- Task description
Revise the lines below by replacing "Trivia challenge" with "Quiz question" wherever it appears, changing nothing else. Leave the pictures out of your answer.
-- Information supplied start --
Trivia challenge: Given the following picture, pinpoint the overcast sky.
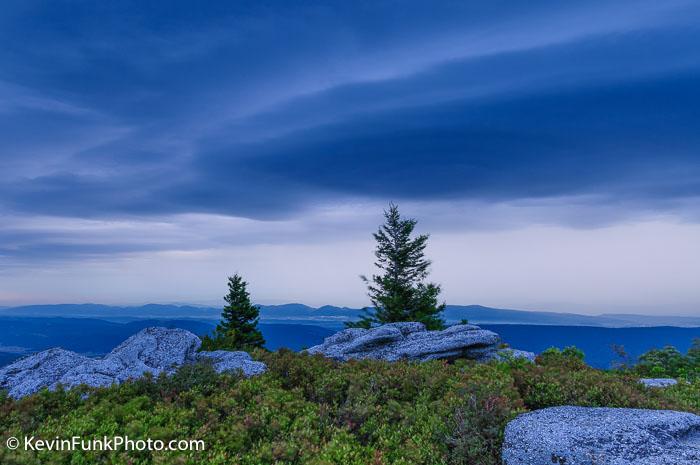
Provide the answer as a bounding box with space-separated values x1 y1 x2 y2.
0 0 700 315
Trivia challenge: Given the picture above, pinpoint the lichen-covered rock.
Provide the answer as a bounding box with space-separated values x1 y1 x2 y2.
496 349 537 363
639 378 678 388
0 348 90 399
503 406 700 465
308 322 500 361
60 327 202 388
197 350 267 377
0 327 267 398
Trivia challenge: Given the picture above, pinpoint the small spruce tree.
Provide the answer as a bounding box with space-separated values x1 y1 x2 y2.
347 203 445 329
201 273 265 350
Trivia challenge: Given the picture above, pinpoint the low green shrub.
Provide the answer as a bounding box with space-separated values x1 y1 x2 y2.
0 349 700 465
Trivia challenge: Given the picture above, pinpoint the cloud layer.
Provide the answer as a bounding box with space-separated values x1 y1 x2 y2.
0 0 700 310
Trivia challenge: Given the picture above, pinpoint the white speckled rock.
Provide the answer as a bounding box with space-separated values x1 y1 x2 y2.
60 327 202 388
308 322 500 361
639 378 678 388
496 349 537 363
197 350 267 377
0 348 90 399
503 406 700 465
0 327 267 398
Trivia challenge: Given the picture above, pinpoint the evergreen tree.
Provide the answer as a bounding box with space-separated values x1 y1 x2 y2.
202 274 265 350
347 203 445 329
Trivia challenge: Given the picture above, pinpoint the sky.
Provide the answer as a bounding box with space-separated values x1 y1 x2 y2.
0 0 700 315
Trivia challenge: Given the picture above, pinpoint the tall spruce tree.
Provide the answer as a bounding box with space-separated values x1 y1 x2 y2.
202 273 265 350
347 203 445 329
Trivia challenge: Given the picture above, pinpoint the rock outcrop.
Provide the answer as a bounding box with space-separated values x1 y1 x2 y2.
307 322 534 362
503 407 700 465
197 350 267 377
0 328 266 398
639 378 678 388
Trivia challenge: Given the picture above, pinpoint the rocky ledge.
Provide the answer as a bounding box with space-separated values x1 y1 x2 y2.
307 322 535 362
639 378 678 388
503 407 700 465
0 327 266 398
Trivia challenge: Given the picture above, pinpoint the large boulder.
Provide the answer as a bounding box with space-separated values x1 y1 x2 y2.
0 348 90 399
0 327 267 398
503 406 700 465
60 327 202 388
197 350 267 377
307 322 500 361
639 378 678 388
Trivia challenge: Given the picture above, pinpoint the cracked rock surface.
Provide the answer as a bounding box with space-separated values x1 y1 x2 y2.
0 327 267 398
307 322 534 362
503 406 700 465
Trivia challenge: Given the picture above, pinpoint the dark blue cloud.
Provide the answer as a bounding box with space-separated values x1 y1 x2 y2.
0 2 700 223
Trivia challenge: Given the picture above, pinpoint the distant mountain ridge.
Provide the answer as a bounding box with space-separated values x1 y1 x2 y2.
0 303 700 328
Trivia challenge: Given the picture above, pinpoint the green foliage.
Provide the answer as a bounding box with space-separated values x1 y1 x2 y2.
634 338 700 381
348 204 445 329
201 274 265 350
0 350 700 465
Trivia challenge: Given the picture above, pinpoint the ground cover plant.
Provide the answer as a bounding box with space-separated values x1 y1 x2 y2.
0 350 700 465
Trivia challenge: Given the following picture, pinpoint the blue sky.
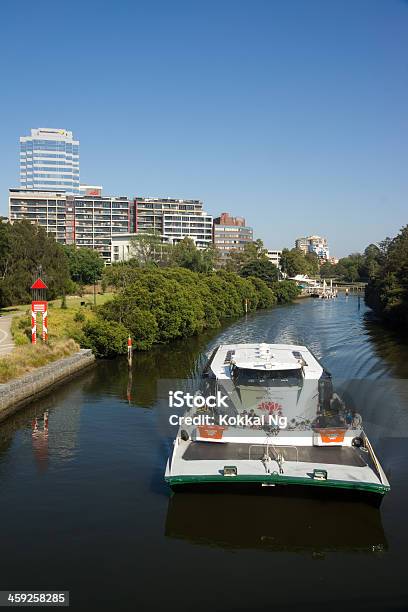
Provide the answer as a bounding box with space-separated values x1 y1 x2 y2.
0 0 408 256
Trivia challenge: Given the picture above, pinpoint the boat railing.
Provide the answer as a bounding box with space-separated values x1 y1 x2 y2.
364 436 384 484
248 444 299 462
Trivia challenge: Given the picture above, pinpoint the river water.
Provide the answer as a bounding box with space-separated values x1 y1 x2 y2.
0 296 408 611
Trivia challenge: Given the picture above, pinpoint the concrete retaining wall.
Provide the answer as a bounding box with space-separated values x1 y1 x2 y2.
0 349 95 421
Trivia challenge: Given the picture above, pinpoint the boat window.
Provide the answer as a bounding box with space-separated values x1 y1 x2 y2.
232 366 303 387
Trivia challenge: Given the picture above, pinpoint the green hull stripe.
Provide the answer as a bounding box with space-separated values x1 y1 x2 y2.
165 474 390 495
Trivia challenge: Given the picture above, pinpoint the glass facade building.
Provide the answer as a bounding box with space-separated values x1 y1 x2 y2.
20 128 80 195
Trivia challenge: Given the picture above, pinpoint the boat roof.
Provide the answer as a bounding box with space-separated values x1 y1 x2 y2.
210 342 323 379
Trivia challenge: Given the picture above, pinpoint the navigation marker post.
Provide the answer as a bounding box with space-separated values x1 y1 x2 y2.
128 336 133 368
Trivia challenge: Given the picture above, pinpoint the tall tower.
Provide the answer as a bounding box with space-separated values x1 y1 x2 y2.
20 128 79 194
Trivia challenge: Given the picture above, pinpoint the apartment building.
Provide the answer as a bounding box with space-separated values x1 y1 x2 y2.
213 213 253 266
131 197 213 249
295 236 330 261
266 249 282 270
9 189 67 244
9 189 133 263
-- Information supplied end --
- Exercise output
Quiz question: Given the following picture, pinpoint the overcast sky.
Provide the answer as a bounding box with space-separated values x1 y1 x2 y2.
0 0 700 315
Quiz question: Given the picture above, pinpoint the lichen-covered rock.
Provide the answer as a bounding box with space-separated values x1 y1 x2 y2.
496 349 537 363
639 378 678 388
0 348 90 399
503 406 700 465
308 322 500 361
60 327 202 388
197 350 267 377
0 327 267 398
Quiz question: Given the picture above, pinpoint the small spruce tree.
Provide the answer as a bounding box with space-separated values x1 y1 x2 y2.
347 203 445 329
201 273 265 350
Quiz question: Given the picture above, pinpoint the low green shrub.
Provide the answer as a bounding box with space-separated values x1 y1 x2 y2.
0 349 700 465
Quiz question: Given the picture above, pinpoint the cloud layer.
Provide the answer as a bounding box with space-separated values x1 y1 x2 y2.
0 0 700 310
Quiz question: Given the picture above, pinpoint the white speckled rock.
Provide the answer as a bounding box with space-separated values x1 y1 x2 y2.
60 327 202 388
308 322 500 361
639 378 678 388
496 349 537 363
197 350 267 377
0 348 90 399
503 406 700 465
0 327 267 398
Quiz question: Given the picture above, pinpoint the evergreen tree.
Provide the answer as a bounding box with space-separated values x1 y1 x2 y2.
202 274 265 350
347 203 445 329
Quiz question: Given the picture above, pinpoint the sky.
Provide the answer as a bounding box with space-separated values x1 y1 x2 y2.
0 0 700 315
Quiz question: Given the picture above, pinpoint the tall spruce tree.
Provide the answer as a bounding box with space-separated values x1 y1 x2 y2.
202 273 265 350
347 203 445 329
Quiz question: Given the picture above, pinpoint the rock outcrop.
Provide the answer as a bounding box with space-separated values x1 y1 x2 y2.
307 322 534 362
503 407 700 465
197 350 267 377
0 328 266 398
639 378 678 388
Quiz question: Given the picture above, pinpoint the rocky ledge.
Provide the answer as a bounding box with space-separated values x1 y1 x2 y2.
307 322 535 362
639 378 678 388
503 407 700 465
0 327 266 398
Quiz question: Given the picture above, pinpoint the large boulder.
Provide the answer as a bounding box with space-separated values x1 y1 x2 y2.
0 348 90 399
0 327 267 398
503 406 700 465
60 327 202 388
197 350 267 377
307 322 500 361
639 378 678 388
Quiz question: Given the picture above, pinpoint the cracked rock surface.
Provide the answer as a bounding box with space-separated values x1 y1 x2 y2.
0 327 267 398
307 322 534 362
503 406 700 465
Quiz question: Given the picture above, pinpoint the dark blue cloud.
Provide the answer as a bounding box with space-separated values x1 y1 x2 y2.
0 2 700 223
Quiz question: Given the picture above, pinpoint the distant mountain ridge.
Provide the answer as a bounding box with space-separated values x1 y1 x2 y2.
0 303 700 328
Quiz question: Given the picture above, pinpoint the green foliage.
Provide the answer as a bounding box with space-separated values x1 y1 x2 y2.
634 338 700 381
348 204 445 329
201 274 265 350
0 350 700 465
Quiz question: Given the picture above, pinpoint the ground cover plant.
Provide the answer as a bounding box with space-separated values x1 y1 x2 y2.
0 350 700 465
Quiz question: Given the following picture, pinpoint the blue sky.
Provide the answer as a bounding box with space-separated values x1 y1 x2 y2.
0 0 408 256
Quiz question: Given the picture above, pinpoint the boat railing.
Provide the answer as a bounding box with space-separated values x1 y1 x2 y2.
364 436 384 484
248 444 299 462
Quiz question: Given the picture above, pinpoint the river water.
Provide the answer as a bounding box with space-separated values x1 y1 x2 y2.
0 296 408 611
Quiz question: Given the picture above, pinpoint the concrete retaining wall.
Provide the answer as a bounding box with space-separated values x1 y1 x2 y2.
0 349 95 421
Quiz question: Given the picture above, pinpoint the boat window.
Provide the answer as a bounding box with space-separated values x1 y1 x2 y2.
232 366 303 387
Quiz question: Given the picture above, pinpoint the green hull stripe.
Provide the answer as a bounding box with space-separated values x1 y1 x2 y2.
165 474 390 495
Quiz question: Given the picture above, pinpoint the glass facade building.
Provide the answer as a bounding box with space-separated values x1 y1 x2 y2.
20 128 80 195
Quiz question: Given the picture above, pinpoint the boat roof.
Provide the answer as a bounding box with space-separated values x1 y1 x2 y2.
210 342 323 379
Quiz question: Given the picture above, pinpoint the navigation marker post.
Provide the answer as a bounding box with space-separated values x1 y1 x2 y2.
128 336 133 368
Quiz question: Given the picture above, pinpoint the tall tower.
Provide the answer as a bounding box with space-separated values x1 y1 x2 y2.
20 128 79 194
Quiz question: Given the picture above, pinpoint the apartment building.
Provide the answer as a bounding box with space-separated values x1 y1 x2 y2.
213 213 253 266
131 197 213 249
295 236 330 261
266 249 282 270
9 189 67 244
9 189 133 263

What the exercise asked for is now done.